Using the information
(a) Decide whether each statement agrees with the post about shadow costumes: (i) the mother layered black clothes over black morph suits; (ii) the writer says Pinterest has been exciting lately; (iii) the writer believes Attention Deficit Disorder is real. Answer yes or no for each and quote the deciding words.
(b) Reproduce the post about shadow costumes between "So I’m at this" and "apps came along.", inclusive, switching "smartphones" to "tablets".
═══ Excerpted text ═══
So I’m at this funeral and it was going on forever, like I thought for sure someone else would die before this thing was over and we’d go into overtime. Luckily, someone invented smartphones allowing us the opportunity to feed our ADD at will. Actually, I don’t really believe there is any such thing as Attention Deficit Disorder. I just think in the old days no one realized how boring life was til video games an phone apps came along.
Anyway, I’m on Pinterest, which has been BORE-ing lately, that is, til this lil doozy came along:
Kids dressed as SHADOWS for Halloween – their mother bought black morph suits for them then layered black clothes over those. She says, This might be the easiest costume on earth!
Isn’t that an awesome idea!? It’s fun, simple and creative, and you won’t have to worry about your kids eating too much candy because THEY’LL BE DEAD!!
═══ Data records ═══
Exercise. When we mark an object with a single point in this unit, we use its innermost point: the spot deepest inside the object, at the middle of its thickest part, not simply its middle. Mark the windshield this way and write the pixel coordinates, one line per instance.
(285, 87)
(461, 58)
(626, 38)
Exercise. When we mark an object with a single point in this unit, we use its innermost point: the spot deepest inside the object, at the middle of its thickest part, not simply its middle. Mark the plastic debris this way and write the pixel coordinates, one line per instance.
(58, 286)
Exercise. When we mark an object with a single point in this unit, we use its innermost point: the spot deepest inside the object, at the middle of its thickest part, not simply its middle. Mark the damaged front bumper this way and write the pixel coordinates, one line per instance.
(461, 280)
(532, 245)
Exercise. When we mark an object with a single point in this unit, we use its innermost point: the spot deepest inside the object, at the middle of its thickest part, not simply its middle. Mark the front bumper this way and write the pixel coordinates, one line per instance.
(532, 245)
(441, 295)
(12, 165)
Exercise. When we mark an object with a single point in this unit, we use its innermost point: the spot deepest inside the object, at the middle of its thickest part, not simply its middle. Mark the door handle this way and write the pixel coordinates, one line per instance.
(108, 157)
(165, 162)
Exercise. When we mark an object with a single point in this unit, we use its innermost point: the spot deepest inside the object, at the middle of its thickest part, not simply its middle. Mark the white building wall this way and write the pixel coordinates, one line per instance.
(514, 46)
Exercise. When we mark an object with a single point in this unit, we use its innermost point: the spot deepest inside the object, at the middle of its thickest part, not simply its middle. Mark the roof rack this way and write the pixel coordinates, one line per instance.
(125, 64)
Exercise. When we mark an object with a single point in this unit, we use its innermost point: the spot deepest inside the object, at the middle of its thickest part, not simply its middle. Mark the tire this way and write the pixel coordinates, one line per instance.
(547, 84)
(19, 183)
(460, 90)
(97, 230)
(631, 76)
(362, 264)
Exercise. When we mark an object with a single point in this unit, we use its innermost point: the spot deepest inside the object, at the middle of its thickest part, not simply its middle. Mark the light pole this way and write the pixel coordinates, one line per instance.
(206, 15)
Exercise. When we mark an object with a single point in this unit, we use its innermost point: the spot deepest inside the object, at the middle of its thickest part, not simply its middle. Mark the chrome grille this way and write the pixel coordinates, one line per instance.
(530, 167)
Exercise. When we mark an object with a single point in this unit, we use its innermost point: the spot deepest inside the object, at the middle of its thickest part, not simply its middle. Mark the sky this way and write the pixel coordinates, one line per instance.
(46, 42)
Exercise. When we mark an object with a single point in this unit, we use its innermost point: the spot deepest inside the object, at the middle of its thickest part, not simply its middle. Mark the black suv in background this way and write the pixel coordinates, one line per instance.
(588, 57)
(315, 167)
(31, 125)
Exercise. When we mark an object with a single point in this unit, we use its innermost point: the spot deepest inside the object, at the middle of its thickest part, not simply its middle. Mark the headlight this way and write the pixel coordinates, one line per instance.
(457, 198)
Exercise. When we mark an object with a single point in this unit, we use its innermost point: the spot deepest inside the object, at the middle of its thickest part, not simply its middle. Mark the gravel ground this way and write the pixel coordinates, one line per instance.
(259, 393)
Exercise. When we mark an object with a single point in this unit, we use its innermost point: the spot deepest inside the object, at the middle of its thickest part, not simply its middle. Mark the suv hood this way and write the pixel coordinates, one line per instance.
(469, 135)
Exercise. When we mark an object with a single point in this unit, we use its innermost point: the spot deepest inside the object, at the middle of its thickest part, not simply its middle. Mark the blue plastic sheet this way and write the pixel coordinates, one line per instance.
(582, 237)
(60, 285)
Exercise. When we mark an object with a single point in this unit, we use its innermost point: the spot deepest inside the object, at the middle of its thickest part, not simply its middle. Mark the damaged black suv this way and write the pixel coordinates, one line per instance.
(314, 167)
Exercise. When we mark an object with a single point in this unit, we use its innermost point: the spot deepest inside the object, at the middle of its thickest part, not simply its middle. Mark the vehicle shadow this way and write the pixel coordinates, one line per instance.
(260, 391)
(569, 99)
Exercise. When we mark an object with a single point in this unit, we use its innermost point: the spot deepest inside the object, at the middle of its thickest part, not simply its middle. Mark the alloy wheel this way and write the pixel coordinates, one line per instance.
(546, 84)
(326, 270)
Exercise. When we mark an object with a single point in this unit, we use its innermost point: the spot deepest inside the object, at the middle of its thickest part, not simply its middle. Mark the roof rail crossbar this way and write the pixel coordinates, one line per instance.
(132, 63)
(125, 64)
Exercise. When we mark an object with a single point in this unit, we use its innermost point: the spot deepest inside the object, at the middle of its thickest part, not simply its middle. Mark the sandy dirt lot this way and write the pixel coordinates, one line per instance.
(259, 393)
═══
Answers by task
(a)
(i) Yes: "their mother bought black morph suits for them then layered black clothes over those"
(ii) No: "which has been BORE-ing lately"
(iii) No: "I don’t really believe there is any such thing as Attention Deficit Disorder"

(b)
So I’m at this funeral and it was going on forever, like I thought for sure someone else would die before this thing was over and we’d go into overtime. Luckily, someone invented tablets allowing us the opportunity to feed our ADD at will. Actually, I don’t really believe there is any such thing as Attention Deficit Disorder. I just think in the old days no one realized how boring life was til video games an phone apps came along.